#### Required work:
What is needed is an exact transcription of every entry below, with the pictures left out.

[Collection entries]
------------------------------------------------------------------------
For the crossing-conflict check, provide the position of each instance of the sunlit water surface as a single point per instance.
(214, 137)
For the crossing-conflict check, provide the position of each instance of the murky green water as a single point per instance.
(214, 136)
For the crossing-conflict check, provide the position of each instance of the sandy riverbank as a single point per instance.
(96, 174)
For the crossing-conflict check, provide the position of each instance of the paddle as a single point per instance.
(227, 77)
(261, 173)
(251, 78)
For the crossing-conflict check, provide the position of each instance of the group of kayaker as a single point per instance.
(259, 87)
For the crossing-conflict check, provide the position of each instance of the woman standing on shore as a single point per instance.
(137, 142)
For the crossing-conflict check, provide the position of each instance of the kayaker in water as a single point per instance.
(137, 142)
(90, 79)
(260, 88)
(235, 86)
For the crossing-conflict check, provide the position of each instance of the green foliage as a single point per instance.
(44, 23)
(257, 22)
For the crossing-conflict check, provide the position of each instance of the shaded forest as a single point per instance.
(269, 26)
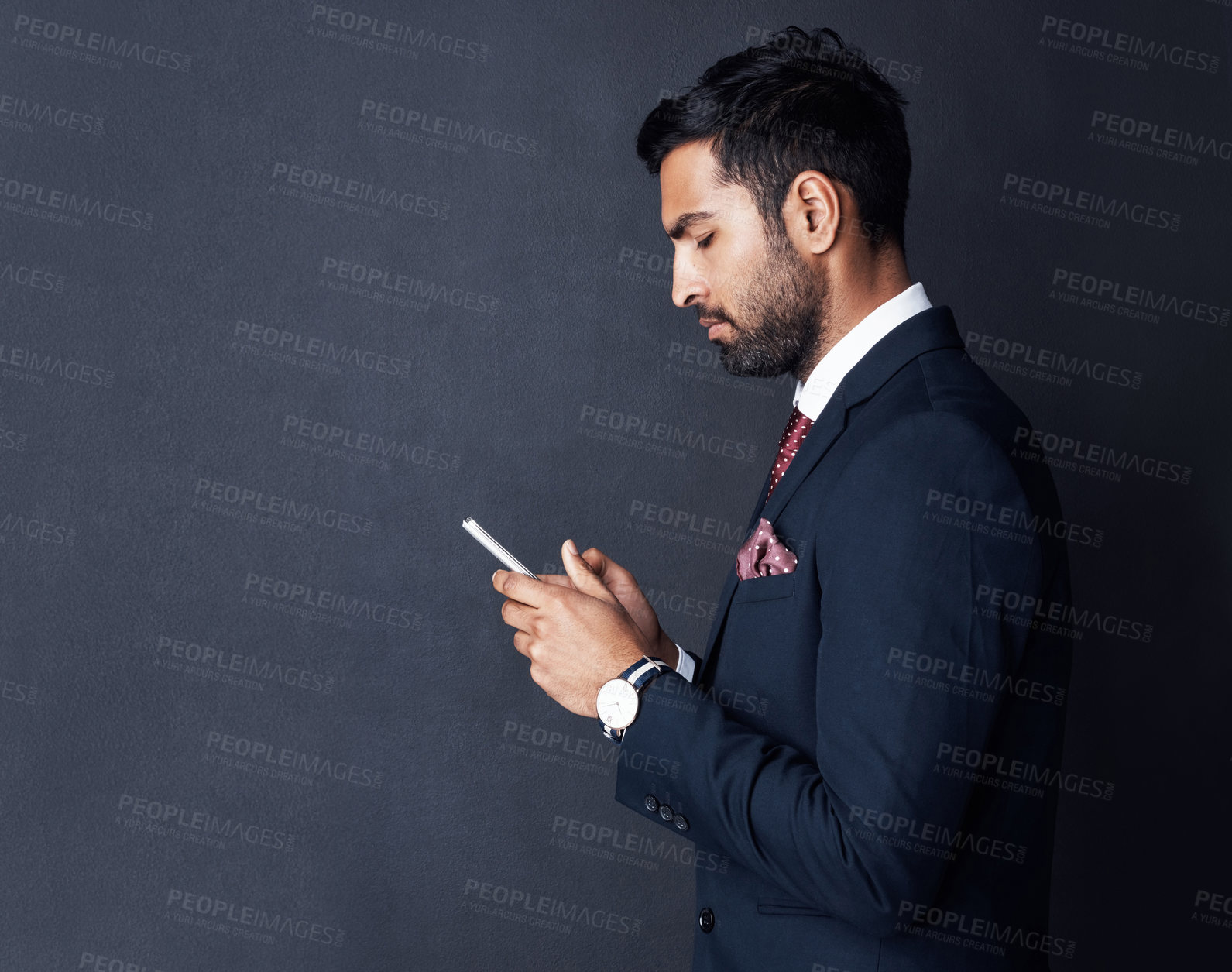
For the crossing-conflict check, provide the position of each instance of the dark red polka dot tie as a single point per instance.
(798, 428)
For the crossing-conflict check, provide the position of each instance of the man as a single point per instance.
(888, 802)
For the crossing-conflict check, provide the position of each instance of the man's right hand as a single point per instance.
(623, 584)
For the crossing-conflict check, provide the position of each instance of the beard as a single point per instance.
(781, 315)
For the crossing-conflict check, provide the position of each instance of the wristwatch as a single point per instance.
(620, 698)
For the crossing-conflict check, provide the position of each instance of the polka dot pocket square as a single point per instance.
(764, 555)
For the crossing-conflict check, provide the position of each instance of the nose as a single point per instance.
(688, 283)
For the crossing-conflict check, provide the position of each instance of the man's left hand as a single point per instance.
(575, 638)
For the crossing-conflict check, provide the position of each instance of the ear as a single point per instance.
(812, 212)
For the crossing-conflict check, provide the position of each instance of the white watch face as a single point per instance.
(617, 704)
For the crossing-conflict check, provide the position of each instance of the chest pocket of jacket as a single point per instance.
(786, 905)
(765, 588)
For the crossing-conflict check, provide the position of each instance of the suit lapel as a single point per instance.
(925, 331)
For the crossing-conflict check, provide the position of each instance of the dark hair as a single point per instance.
(798, 101)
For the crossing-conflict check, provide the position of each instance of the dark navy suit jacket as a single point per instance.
(873, 740)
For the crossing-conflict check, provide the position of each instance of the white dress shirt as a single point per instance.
(813, 393)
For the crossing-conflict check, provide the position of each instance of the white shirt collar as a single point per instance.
(812, 394)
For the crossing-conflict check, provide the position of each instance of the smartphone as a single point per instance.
(500, 553)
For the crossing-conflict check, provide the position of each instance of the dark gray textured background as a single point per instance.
(104, 552)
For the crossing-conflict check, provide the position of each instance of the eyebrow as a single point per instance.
(685, 221)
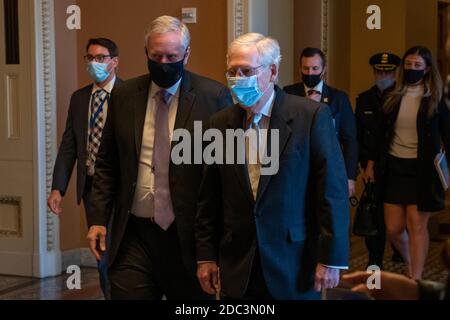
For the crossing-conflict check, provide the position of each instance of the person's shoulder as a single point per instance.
(132, 84)
(302, 106)
(337, 92)
(293, 88)
(202, 82)
(368, 94)
(85, 90)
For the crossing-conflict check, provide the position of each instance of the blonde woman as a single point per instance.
(414, 126)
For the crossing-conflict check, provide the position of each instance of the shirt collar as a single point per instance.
(108, 87)
(319, 87)
(267, 109)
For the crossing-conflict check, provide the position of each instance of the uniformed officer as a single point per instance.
(368, 108)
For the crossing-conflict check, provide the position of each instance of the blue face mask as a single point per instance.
(245, 90)
(98, 71)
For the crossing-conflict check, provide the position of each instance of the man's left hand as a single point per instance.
(326, 278)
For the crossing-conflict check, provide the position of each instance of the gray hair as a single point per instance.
(268, 48)
(165, 24)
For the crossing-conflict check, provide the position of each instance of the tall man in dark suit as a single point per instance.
(313, 68)
(82, 137)
(273, 234)
(152, 240)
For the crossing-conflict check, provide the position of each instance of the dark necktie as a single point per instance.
(312, 91)
(163, 213)
(254, 148)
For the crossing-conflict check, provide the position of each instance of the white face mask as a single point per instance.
(98, 71)
(246, 90)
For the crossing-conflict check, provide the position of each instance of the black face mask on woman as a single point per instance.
(413, 76)
(165, 75)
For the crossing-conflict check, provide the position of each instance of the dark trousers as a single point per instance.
(257, 288)
(149, 265)
(102, 265)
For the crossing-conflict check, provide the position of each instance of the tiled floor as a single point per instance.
(18, 288)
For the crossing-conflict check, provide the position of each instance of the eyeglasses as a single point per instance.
(246, 72)
(98, 58)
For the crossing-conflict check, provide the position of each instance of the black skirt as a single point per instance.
(401, 184)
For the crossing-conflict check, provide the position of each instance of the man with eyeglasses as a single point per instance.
(82, 137)
(313, 68)
(280, 235)
(152, 240)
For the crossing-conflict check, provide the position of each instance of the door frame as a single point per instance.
(47, 253)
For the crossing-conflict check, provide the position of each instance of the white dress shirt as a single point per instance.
(319, 88)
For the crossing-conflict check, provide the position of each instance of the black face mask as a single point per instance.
(414, 76)
(165, 75)
(311, 80)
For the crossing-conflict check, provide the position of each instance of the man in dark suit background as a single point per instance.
(281, 235)
(313, 69)
(82, 136)
(152, 240)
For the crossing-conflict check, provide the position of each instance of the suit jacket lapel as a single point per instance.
(235, 122)
(140, 109)
(301, 89)
(280, 120)
(186, 101)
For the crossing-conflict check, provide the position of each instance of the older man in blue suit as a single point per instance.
(277, 235)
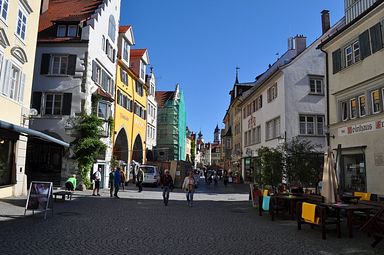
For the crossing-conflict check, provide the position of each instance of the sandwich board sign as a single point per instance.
(39, 197)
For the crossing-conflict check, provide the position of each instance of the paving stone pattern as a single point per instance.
(134, 225)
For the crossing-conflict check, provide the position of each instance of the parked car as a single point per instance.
(151, 174)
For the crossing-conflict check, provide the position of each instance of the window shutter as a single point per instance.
(36, 101)
(72, 64)
(67, 104)
(336, 59)
(2, 75)
(113, 88)
(94, 66)
(122, 75)
(45, 59)
(365, 46)
(21, 88)
(118, 97)
(7, 72)
(377, 40)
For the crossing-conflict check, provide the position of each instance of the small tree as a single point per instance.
(271, 167)
(87, 146)
(303, 163)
------------------------------------------------------------------------
#### Response for this exercise:
For the crossing-conflict check, provide the position of each instance of the sunlit water surface as a single point per instance.
(214, 137)
For the crossing-conflict check, provide the position of each instance of the murky green water as a single point per instance.
(214, 136)
For the crossing-conflict check, provide the position of each instance of the sandy riverbank as a single point per instance.
(96, 174)
For the crossing-conflict check, provide the position of each instance of the paddle as a single point per instance.
(227, 77)
(261, 173)
(251, 78)
For the crossing-conflict check, provide the position of each instance of the group of kayaker as a single point per instance.
(259, 87)
For the crossing-conflict check, provide the position of each instance of the woman standing on shore as a single point per instance.
(137, 142)
For the crossing-conflict check, provide the position of each instance of the kayaker in water as a single point per instance.
(137, 142)
(90, 79)
(260, 88)
(235, 86)
For the crossing-conflict check, provide the position of each instance of the green foliage as a single point per instance.
(44, 23)
(257, 22)
For the crossing-conflict check, provide the position of each instance of the shaded forest as a single point per instance.
(269, 26)
For the crossing-conflict check, provide the position of each instance of the dark red polka dot tie as a single point per instance.
(798, 428)
For the crossing-conflict check, provide the position of each instance of the man as a single point per instance.
(888, 802)
For the crossing-conflict check, provide the position of each instance of the man's right hand as a single point per instance.
(623, 584)
For the crossing-conflict check, provide the position of each instance of the beard as a single point per instance.
(781, 315)
For the crossing-conflict check, provide the position of each instance of the wristwatch as a single point per instance.
(620, 698)
For the crossing-conflict check, provide the position of each instance of the polka dot pocket square as a single point per instance.
(764, 555)
For the crossing-conflict check, provide the position of each instance of the nose as a single point per instance.
(688, 283)
For the crossing-conflict check, provide the position of each instance of the man's left hand as a single point per instance.
(575, 638)
For the crossing-conflict check, provide the position of each instance of the ear as a single point per instance.
(812, 212)
For the crossing-conflict check, provide the position of each instance of the white watch face as a single point per instance.
(617, 704)
For the crossing-conflict check, provide the position of each instance of the chest pocket of jacket as a single point per instance.
(786, 905)
(765, 588)
For the crossing-conflict check, provide the position of each instance of the suit lapel as a single point per instance.
(925, 331)
For the crossing-conflict check, provide the position of each instance of the dark hair as a single point per instance.
(798, 101)
For the crossing-conflict check, provide the position of each instance of the dark navy suit jacket as a single point per instance.
(873, 740)
For the crossing-conflict check, provide the position of each instance of the white dress shirt as a single point per instance.
(813, 393)
For the crossing-conflict check, provide the position of each instance of the white shirt collar as a single point per instance.
(812, 394)
For the crossing-conflict check, provide the position of each instance of the smartphone as a single point per instance.
(500, 553)
For the crossing-conflict check, provide the position of each instance of the dark gray textured background as a single point per instance.
(104, 552)
For the crossing-conflict check, provide the position of each instance of the eyebrow as a single point per instance.
(685, 221)
For the crossing-conflict check, provide the position of each instance of the person's shoulder as a single point per instance.
(132, 84)
(302, 106)
(337, 92)
(293, 88)
(202, 82)
(368, 94)
(85, 90)
For the crossing-conflict check, provide the position of each instance of the blonde woman as a single point per instance.
(414, 126)
For the crossing-conflict check, provide the position of each instance of the shirt collar as a single point per instance.
(108, 87)
(319, 87)
(267, 109)
For the crossing-conflict check, provide the position of each instance of the uniformed officer as a single point per instance.
(368, 108)
For the crossing-conflict check, provide the position of each instance of the blue face mask as a single point per instance.
(245, 90)
(98, 71)
For the crossing-conflict check, provide the position of each instance of the man's left hand as a single point per instance.
(326, 278)
For the crossing-conflict check, provide the position of each instance of the gray hair as a single point per instance.
(268, 48)
(165, 24)
For the crossing-conflict check, provide the position of each instance of the tall man in dark suit as a single point per instance.
(313, 68)
(82, 137)
(273, 234)
(152, 240)
For the crossing-conflict check, provide the position of each instance of the dark necktie as a single point per instance.
(312, 91)
(163, 213)
(254, 148)
For the crossing-conflict check, provide the position of each instance of the white face mask as a single point per instance.
(98, 71)
(246, 90)
For the crossing-conflict check, provide the position of each instance of the black face mask on woman as a single point per instance.
(413, 76)
(165, 75)
For the crossing-conflict check, provide the position of each instance of the dark trousers as a single point per instance.
(257, 288)
(149, 265)
(102, 265)
For the crossing-conflict check, provide the position of each instance of the tiled floor as a single point per instance.
(18, 288)
For the crossing-conflict check, provide the position of each instance of the eyeglasses as a single point per instance.
(246, 72)
(98, 58)
For the crossing-conflict check, provide the position of each instance of the black skirt as a single point per instance.
(401, 184)
For the crossing-conflict check, provide the position of each instance of the man with eyeglasses as a single point per instance.
(82, 137)
(313, 68)
(280, 235)
(152, 240)
For the crossing-conflict check, provide the position of each instance of the door frame as a single point per instance.
(47, 253)
For the crossing-conflict check, provide the position of each instance of the white dress shirt as a single point per instance.
(319, 88)
For the crossing-conflict check, provide the position of each instance of the black face mask as a single point per instance.
(414, 76)
(165, 75)
(311, 80)
For the crossing-conflict check, provide the position of each instance of the man in dark suit background as a single point per instance.
(281, 235)
(313, 69)
(82, 136)
(152, 240)
For the crossing-conflict check, provide the position of each instance of the suit jacket lapel as a single point per instance.
(235, 122)
(140, 109)
(301, 89)
(280, 120)
(186, 101)
For the crossing-conflict check, provide the position of each instance of the older man in blue suit as a single point per instance.
(277, 235)
For the crossing-conflict check, provide the position of each instance of the sandwich board sign as a single point per instance.
(39, 197)
For the crossing-conflict check, provide the position of each instance of the paving stone pattern as a single point per instance.
(134, 225)
For the crossing-conflict check, provide the position of each instance of the parked car as a single point per instance.
(151, 174)
For the crossing-conflict check, provide the position of each instance of the window shutter as a single point per instance.
(36, 101)
(72, 64)
(67, 104)
(336, 59)
(2, 75)
(113, 88)
(94, 66)
(122, 75)
(45, 59)
(365, 46)
(21, 88)
(118, 97)
(7, 72)
(377, 40)
For the crossing-conflict check, provide the position of each instance of the small tree as a single point per instance.
(271, 167)
(87, 146)
(303, 163)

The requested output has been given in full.